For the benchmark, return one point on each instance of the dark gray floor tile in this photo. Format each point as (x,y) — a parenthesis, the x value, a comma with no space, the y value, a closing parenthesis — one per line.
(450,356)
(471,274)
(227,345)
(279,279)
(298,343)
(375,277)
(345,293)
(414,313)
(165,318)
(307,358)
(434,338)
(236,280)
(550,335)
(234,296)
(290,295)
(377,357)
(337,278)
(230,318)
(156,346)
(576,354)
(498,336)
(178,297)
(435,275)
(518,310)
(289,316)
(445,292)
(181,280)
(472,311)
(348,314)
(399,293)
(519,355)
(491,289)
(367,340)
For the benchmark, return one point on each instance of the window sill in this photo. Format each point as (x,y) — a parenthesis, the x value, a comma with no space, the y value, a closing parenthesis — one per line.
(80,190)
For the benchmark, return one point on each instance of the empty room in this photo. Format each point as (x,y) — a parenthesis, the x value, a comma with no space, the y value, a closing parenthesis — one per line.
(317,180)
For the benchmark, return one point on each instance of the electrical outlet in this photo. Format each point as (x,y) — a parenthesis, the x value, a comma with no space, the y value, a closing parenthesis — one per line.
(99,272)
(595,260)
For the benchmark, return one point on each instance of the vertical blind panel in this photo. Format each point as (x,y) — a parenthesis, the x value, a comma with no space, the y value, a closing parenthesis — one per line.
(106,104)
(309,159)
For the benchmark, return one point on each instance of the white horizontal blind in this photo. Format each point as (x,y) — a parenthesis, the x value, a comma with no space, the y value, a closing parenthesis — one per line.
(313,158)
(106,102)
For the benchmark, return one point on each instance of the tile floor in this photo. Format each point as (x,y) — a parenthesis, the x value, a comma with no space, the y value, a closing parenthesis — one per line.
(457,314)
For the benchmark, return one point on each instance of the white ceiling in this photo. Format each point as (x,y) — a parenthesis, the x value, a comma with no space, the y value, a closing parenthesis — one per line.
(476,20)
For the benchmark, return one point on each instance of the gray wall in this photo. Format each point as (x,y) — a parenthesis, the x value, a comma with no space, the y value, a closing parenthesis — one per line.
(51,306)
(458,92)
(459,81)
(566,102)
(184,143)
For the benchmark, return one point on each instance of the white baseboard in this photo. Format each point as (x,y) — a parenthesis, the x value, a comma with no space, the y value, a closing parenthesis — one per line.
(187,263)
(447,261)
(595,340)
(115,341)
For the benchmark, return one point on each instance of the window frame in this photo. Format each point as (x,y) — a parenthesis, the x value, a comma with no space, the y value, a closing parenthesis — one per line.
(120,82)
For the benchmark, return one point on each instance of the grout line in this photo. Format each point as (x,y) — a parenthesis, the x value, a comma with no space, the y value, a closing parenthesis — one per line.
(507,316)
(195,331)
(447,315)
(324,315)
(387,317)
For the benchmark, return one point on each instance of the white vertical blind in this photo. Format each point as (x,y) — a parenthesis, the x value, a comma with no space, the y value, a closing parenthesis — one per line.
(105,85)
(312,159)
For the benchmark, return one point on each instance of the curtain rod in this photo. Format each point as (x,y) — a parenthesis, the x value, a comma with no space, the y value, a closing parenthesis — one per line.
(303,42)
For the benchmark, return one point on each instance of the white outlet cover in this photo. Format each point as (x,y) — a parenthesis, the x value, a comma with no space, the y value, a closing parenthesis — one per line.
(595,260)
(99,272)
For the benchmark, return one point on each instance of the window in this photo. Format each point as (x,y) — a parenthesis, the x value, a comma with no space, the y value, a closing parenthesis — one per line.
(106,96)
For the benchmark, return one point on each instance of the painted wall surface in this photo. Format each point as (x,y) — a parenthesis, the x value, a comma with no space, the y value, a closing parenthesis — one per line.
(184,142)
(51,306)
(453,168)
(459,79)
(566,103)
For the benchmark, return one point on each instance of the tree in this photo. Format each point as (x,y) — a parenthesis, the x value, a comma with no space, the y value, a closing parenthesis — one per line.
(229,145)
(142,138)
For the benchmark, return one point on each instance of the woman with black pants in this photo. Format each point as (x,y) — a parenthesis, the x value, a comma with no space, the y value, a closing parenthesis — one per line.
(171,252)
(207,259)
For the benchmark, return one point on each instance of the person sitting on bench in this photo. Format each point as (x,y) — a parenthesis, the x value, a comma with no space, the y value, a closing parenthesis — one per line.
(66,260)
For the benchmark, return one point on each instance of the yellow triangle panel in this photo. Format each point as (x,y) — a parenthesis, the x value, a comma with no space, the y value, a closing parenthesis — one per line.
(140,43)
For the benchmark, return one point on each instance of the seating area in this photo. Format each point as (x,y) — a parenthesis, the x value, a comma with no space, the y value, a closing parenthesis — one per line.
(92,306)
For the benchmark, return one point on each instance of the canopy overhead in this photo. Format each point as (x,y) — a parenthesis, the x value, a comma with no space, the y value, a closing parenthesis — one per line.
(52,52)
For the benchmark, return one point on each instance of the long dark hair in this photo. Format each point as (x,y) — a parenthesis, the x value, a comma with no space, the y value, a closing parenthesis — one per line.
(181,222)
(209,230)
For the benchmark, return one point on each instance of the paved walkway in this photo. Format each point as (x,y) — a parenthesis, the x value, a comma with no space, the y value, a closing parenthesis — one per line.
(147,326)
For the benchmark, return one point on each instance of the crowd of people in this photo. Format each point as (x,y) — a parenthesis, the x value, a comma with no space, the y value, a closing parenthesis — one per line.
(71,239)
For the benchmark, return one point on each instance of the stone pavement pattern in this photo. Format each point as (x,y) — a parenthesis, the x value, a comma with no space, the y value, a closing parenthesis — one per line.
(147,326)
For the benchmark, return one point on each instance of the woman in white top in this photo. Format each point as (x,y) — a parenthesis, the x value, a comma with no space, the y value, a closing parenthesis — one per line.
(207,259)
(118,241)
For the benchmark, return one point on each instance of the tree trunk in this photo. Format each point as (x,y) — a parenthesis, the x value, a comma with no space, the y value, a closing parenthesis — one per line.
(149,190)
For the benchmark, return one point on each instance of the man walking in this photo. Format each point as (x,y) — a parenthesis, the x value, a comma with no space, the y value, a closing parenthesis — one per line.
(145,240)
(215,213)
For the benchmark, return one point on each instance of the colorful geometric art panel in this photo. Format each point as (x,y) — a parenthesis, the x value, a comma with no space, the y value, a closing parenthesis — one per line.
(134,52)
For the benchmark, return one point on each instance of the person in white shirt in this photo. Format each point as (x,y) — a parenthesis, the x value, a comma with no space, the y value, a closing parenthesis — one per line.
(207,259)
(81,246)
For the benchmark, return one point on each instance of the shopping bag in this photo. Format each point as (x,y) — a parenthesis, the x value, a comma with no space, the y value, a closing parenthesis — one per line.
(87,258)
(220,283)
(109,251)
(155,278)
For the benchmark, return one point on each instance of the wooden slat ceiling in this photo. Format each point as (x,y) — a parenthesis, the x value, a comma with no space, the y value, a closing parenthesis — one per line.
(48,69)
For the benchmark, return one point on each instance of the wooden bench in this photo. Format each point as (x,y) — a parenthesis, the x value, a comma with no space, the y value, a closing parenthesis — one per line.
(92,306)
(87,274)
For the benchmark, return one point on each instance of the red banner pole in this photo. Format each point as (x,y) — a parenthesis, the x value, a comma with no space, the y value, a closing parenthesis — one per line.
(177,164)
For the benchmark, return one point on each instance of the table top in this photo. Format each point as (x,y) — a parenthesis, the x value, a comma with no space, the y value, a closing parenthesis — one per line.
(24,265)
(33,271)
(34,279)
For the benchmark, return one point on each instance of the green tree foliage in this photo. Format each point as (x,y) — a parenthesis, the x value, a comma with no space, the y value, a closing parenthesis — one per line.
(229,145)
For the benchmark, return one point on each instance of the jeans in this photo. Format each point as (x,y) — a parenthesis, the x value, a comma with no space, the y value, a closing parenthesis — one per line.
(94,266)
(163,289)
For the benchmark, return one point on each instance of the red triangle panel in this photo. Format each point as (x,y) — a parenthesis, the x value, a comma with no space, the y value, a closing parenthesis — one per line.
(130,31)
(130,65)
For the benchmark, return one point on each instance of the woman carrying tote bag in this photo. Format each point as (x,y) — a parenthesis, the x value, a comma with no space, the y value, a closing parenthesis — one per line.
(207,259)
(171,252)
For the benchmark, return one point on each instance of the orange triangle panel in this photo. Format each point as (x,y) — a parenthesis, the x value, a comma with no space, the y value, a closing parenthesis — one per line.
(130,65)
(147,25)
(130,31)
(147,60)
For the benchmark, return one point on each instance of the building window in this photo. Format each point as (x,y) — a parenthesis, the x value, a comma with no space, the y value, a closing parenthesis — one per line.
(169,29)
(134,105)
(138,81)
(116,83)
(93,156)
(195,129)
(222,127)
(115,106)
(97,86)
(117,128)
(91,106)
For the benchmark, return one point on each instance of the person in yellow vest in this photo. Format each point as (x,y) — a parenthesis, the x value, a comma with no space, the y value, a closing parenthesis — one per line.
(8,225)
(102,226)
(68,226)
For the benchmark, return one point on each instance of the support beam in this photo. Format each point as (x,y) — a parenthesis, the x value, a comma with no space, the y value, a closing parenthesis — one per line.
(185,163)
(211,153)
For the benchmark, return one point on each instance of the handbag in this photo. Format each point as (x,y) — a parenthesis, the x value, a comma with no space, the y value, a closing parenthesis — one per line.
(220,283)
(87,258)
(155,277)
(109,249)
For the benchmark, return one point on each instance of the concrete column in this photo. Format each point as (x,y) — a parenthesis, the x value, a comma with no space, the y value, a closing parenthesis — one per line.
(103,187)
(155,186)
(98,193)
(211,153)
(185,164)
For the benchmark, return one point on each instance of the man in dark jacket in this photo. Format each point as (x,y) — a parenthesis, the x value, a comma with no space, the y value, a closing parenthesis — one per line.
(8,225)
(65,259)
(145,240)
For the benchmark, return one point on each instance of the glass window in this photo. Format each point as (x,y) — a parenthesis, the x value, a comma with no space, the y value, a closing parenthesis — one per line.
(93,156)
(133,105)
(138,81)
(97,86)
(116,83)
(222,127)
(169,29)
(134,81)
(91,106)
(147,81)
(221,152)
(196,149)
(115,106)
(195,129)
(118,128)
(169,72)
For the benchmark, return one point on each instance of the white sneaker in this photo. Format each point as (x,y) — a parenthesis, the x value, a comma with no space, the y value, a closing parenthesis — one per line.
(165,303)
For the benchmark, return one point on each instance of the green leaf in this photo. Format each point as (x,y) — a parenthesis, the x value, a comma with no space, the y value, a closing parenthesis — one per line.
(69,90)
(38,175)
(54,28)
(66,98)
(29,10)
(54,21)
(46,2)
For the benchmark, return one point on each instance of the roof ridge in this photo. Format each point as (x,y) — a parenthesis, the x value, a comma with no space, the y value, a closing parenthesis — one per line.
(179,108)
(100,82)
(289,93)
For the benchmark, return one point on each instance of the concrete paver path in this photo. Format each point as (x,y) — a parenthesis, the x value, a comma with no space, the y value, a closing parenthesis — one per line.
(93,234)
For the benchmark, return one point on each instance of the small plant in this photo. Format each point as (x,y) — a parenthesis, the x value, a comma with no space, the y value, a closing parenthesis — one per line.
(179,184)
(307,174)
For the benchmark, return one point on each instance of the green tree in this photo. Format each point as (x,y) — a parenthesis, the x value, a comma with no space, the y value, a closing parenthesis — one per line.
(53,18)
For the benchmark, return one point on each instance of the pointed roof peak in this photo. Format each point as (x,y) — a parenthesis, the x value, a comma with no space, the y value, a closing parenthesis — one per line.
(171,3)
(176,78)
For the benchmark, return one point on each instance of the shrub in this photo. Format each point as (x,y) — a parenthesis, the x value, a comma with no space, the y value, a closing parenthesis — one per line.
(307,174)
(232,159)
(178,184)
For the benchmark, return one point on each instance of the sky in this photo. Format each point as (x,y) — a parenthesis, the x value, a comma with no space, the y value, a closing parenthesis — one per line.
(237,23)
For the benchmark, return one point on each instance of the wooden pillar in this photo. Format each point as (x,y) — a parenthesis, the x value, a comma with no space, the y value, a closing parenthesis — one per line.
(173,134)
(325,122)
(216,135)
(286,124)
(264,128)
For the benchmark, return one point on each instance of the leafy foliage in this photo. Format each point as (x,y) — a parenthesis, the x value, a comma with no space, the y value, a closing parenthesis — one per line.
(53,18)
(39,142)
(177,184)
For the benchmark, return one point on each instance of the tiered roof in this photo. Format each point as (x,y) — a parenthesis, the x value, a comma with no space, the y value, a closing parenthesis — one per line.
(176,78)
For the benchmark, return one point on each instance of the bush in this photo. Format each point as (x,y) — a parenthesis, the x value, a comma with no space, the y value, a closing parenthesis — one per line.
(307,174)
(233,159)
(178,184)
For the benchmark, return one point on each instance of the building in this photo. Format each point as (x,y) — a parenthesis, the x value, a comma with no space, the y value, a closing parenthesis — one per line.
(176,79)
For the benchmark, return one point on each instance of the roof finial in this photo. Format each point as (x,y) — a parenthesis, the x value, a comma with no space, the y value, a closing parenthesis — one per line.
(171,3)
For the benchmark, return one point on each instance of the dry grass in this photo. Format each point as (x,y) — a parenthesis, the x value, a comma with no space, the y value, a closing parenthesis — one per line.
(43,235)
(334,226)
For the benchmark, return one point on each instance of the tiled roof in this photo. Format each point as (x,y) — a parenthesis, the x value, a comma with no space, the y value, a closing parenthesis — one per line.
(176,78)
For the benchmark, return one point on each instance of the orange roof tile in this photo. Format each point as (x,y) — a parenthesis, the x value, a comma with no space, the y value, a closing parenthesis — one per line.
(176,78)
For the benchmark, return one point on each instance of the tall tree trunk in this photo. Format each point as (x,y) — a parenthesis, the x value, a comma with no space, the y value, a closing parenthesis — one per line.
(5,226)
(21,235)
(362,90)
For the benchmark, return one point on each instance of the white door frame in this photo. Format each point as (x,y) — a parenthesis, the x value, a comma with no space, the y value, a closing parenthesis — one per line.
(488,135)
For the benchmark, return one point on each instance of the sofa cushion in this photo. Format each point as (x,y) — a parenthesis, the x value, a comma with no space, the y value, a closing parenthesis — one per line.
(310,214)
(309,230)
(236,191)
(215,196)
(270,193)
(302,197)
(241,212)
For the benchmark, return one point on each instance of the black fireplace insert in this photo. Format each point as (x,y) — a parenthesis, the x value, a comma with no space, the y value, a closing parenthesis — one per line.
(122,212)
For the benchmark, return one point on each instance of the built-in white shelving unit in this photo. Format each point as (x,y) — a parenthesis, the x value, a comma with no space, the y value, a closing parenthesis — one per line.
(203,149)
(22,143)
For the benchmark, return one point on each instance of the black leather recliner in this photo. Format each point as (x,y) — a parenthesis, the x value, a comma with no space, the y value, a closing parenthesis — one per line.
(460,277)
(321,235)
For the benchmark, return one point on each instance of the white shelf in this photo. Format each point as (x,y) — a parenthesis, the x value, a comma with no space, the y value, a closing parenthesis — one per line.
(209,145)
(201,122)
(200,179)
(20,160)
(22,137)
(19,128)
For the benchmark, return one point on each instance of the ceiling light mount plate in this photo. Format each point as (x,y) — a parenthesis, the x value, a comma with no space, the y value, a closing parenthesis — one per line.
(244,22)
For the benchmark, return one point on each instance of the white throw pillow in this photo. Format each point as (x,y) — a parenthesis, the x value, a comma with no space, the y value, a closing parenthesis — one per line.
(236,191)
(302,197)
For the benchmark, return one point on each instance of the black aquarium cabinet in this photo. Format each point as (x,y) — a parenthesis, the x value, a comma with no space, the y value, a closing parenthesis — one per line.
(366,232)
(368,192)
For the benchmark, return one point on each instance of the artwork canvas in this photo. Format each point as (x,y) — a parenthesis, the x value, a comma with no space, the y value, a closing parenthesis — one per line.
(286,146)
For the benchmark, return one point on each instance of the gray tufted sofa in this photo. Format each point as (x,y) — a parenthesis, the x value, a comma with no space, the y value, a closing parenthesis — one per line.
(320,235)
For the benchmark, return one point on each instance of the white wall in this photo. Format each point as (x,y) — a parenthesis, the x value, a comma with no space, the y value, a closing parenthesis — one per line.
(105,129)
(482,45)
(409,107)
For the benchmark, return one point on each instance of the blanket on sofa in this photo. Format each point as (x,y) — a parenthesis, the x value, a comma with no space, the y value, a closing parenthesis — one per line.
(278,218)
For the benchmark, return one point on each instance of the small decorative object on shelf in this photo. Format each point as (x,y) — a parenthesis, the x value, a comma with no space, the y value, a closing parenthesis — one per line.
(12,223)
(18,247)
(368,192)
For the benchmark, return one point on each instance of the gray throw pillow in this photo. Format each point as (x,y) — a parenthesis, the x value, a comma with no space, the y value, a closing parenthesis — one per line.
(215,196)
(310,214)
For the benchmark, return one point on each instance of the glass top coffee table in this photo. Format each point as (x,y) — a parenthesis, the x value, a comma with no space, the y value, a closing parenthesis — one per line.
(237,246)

▬▬▬▬▬▬▬▬▬▬

Reproduce exactly, with nothing added, the lines from the one that contains "of the blanket" to the end of the data.

Output:
For the benchmark, return one point on each instance of the blanket on sofa in this photo. Format each point as (x,y) — a parenthesis, the x value, a comma with no space, the y value, a closing parenthesis — one per line.
(278,218)
For the benchmark, return one point on each instance of the small decorative object on shelf in this photo. Format each point as (x,y) — a parenthesis, the x value, a comma with no space, the y value, a closing parenthesis — one per line.
(12,223)
(18,247)
(368,192)
For the benchmark, return one point on each instance of the gray throw pillow in this photo. Format each point as (x,y) — a parenthesis, the x value, a comma with no space, the y value, a closing parenthesis — one per line.
(215,196)
(310,214)
For the benchmark, return one point on each instance of the glass top coffee table in this photo. Format each point as (x,y) — a parenthesis, the x value, a comma with no space, the y value, a closing parenthesis — one per line.
(237,246)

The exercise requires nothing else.